> _OBJECTIVE 1_
Repeat the passage of the GPU report below, from "Fuad from The" up to and including "are working on.".

> _EXCERPT_
Fuad from The Inquirer is reporting that NVIDIA's upcoming G80 GPU will be DX10 compliant, but that it won't feature a unified shader architecture. Rumor has is ATI's R600 GPU will be a unified architecture, however, leveraging technology introduced from the chip used in the XBox360. Details about either GPU at this point in time should be taken with a grain of salt. Regardless, it's always fun to speculate and get a hint at what today's graphic's giants are working on.
"AS we understand it, if a Nvidia DX10 chip ends up with 32 pixel-Shaders, the same chip will have 16 Shaders that will be able to process geometry instancing or the vertex information.
ATI's R600 and its unified Shaders work a bit differently. Let's assume that ATI hardware has 64 unified Shaders. This means that ATI can process 64 pixel lines only per clock. That may be in the proportions: 50 pixel, 14 vertex and geometry lines per clock, or 40 vertex, 10 pixel and 14 geometry information per clock. Any ratio that adds up to 64 will do. I hope you get this maths."

> _OBJECTIVE 2_
Reproduce the records from their first line up to and including the line with "53,35,271,110".

> _TASK MATERIAL_
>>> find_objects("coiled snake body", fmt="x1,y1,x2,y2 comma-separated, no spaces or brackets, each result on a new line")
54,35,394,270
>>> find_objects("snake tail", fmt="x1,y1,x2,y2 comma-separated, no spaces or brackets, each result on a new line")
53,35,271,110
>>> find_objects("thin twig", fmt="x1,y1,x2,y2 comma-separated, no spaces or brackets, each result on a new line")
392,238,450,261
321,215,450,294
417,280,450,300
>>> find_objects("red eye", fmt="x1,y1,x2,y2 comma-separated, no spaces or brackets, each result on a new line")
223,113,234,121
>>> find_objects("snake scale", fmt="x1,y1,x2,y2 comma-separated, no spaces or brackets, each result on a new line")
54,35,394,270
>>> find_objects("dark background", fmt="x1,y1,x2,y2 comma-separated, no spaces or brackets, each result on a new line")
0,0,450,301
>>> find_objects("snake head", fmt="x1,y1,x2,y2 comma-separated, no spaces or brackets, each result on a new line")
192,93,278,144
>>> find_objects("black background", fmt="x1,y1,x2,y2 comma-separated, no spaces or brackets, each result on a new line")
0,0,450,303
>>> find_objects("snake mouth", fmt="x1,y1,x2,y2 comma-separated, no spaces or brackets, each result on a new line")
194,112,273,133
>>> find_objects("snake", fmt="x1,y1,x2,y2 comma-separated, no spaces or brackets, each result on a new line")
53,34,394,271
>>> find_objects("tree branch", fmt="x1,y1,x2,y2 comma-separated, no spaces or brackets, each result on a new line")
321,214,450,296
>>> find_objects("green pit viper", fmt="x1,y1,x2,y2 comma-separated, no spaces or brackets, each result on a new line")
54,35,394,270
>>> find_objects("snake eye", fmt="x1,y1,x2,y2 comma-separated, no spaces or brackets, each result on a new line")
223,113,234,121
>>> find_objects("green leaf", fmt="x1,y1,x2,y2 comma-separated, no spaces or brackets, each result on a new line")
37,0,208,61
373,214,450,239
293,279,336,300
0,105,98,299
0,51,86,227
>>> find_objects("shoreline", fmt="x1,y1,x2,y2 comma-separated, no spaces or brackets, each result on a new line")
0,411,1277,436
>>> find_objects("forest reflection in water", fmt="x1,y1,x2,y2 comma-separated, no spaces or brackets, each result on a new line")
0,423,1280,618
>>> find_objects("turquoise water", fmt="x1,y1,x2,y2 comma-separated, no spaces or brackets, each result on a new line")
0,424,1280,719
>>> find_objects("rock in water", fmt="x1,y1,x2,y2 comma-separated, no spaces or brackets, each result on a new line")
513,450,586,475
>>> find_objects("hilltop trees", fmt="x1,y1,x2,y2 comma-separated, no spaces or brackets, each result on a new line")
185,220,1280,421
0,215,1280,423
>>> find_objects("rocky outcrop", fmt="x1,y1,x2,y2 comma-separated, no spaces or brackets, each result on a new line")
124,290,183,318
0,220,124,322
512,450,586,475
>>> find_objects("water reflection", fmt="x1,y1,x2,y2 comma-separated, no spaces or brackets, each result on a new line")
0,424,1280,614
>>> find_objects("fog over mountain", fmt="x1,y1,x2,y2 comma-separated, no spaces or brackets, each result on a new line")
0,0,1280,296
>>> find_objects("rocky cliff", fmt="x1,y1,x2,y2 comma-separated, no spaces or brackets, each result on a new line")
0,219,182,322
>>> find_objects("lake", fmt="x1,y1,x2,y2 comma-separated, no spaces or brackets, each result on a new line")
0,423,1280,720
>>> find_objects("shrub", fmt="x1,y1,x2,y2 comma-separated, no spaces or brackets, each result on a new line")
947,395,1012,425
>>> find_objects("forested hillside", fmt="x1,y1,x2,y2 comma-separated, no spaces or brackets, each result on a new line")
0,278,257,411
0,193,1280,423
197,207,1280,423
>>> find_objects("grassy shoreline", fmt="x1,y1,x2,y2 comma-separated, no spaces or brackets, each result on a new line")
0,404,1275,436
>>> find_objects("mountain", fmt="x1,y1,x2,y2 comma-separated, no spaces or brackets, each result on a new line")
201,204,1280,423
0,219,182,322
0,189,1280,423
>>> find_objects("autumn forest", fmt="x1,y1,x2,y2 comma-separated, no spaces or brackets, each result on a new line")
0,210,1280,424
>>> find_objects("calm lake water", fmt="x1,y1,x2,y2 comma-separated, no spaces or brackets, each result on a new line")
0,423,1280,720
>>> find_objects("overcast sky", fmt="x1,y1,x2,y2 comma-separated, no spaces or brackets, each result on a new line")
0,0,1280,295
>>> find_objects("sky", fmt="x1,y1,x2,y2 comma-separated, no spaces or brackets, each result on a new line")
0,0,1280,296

> _EXERCISE RESULT 1_
Fuad from The Inquirer is reporting that NVIDIA's upcoming G80 GPU will be DX10 compliant, but that it won't feature a unified shader architecture. Rumor has is ATI's R600 GPU will be a unified architecture, however, leveraging technology introduced from the chip used in the XBox360. Details about either GPU at this point in time should be taken with a grain of salt. Regardless, it's always fun to speculate and get a hint at what today's graphic's giants are working on.

> _EXERCISE RESULT 2_
>>> find_objects("coiled snake body", fmt="x1,y1,x2,y2 comma-separated, no spaces or brackets, each result on a new line")
54,35,394,270
>>> find_objects("snake tail", fmt="x1,y1,x2,y2 comma-separated, no spaces or brackets, each result on a new line")
53,35,271,110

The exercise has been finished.